**GIVEN TEXT:**
# # #

To the Editor:
Eric Sayers and Leith Coghlin have bought into everything they were sold about Iraq. They said Canadians should’ve supported the U.S. in Iraq along with those 34 other countries, but as an intelligent Canadian with a conscience, I’m forced to disagree.
It sounds wonderful that “more than three quarters of the [Iraqi] population” voted to approve the new constitution, but only 63 per cent of eligible voters actually voted, and less than 50 per cent actually support it. And allegations of fraud during the vote aren’t far fetched. In some areas, 99 per cent of the vote was “yes.” Hardly democratic if you ask me.
Which brings me to the standard of democracy we hold so high. In actuality, the U.S. is a plutocracy, not a democracy. In a democratic society the people have the power; in the U.S. that power has been usurped and twisted to suit the needs of a few. Isn’t it odd the country is run by a man who actually lost in his first election?

# # #

**COLLECTED MATERIAL:**
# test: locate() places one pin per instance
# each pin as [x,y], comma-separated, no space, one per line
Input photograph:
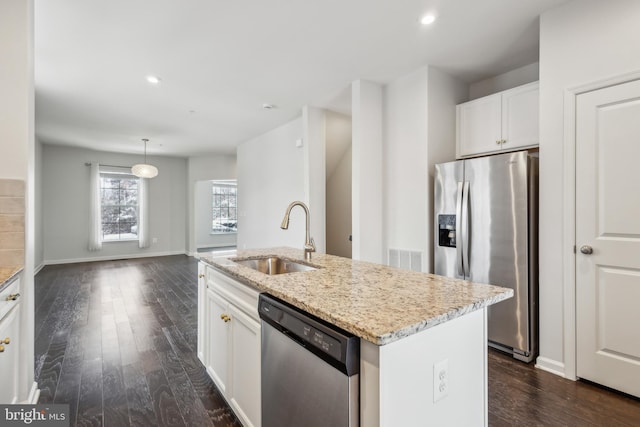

# # #

**JOB 1:** In the letter to the editor about Iraq, what share of eligible voters actually voted on the new constitution?
**JOB 2:** Say whether each statement agrees with the letter to the editor about Iraq, answering yes or no and quoting the words that decide it: (a) The writer calls the U.S. a plutocracy rather than a democracy. (b) The writer says most Iraqis support the new constitution. (c) The writer says that in some areas 99 percent of the vote was "no."
**JOB 3:** Write the next part of the letter to the editor about Iraq and U.S. democracy, picking up after its final sentence.

**RIGHT ANSWER 1:** 63 percent of eligible voters.

**RIGHT ANSWER 2:**
(a) Yes: "In actuality, the U.S. is a plutocracy, not a democracy."
(b) No: "less than 50 per cent actually support it."
(c) No: "In some areas, 99 per cent of the vote was “yes.”"

**RIGHT ANSWER 3:**
So it makes you wonder how this “democracy” can be trusted to force the rule of the people upon a foreign land, doesn’t it? I think it’s fair to say that more than a few Canadians agree with the 157 other countries in the world that didn’t join the U.S. in Iraq.
Indeed the U.S. and Canada are “works in progress.” Funny how arrogant we are, to believe that we have the insight necessary to influence other nations, yet when we look in the mirror we can’t help but avert our eyes — assuming we even bother to look in the mirror in the first place.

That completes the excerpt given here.